▶ _Task directions_
Show each of the lines below that contains the string "woman", matching case exactly.

(Region annotation entries)
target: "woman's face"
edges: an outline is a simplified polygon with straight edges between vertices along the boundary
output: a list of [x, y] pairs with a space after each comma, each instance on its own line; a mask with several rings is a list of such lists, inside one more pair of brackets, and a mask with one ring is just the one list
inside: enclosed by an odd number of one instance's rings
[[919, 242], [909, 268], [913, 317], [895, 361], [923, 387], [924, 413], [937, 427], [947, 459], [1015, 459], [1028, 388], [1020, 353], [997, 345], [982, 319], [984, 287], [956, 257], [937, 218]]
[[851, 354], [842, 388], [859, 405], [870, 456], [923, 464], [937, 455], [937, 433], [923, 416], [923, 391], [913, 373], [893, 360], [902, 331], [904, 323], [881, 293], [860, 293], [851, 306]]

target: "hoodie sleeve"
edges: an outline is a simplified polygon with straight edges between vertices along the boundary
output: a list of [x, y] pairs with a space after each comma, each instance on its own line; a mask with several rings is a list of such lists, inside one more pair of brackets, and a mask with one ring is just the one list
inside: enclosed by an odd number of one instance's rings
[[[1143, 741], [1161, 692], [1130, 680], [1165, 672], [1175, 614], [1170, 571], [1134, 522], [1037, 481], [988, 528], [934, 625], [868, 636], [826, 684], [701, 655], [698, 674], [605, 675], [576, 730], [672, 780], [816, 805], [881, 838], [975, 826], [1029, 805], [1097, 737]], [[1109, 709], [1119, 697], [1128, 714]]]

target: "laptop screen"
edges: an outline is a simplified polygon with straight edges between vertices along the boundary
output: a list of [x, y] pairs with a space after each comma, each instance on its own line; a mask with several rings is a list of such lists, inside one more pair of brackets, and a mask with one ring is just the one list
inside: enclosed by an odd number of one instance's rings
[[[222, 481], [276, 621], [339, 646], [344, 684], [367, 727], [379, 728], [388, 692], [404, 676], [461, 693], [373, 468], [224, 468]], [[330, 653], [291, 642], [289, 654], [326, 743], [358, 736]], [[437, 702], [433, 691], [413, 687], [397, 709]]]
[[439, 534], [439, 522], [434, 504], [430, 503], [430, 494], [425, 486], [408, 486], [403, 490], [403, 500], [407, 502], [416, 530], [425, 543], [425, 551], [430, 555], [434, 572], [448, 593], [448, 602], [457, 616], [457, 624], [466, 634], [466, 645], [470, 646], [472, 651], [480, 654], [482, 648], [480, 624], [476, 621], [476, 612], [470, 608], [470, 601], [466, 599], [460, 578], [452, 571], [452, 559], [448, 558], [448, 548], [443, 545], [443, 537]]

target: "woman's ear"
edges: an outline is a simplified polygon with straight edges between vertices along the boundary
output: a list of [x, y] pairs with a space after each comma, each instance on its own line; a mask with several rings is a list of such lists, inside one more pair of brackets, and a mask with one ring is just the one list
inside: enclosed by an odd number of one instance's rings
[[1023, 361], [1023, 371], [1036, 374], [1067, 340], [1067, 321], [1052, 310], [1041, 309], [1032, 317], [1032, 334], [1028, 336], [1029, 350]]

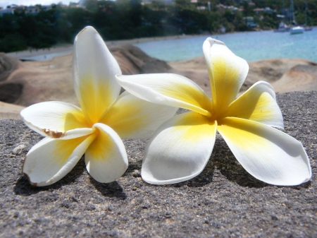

▶ _Finished answer_
target: "woman's face"
target: "woman's ear"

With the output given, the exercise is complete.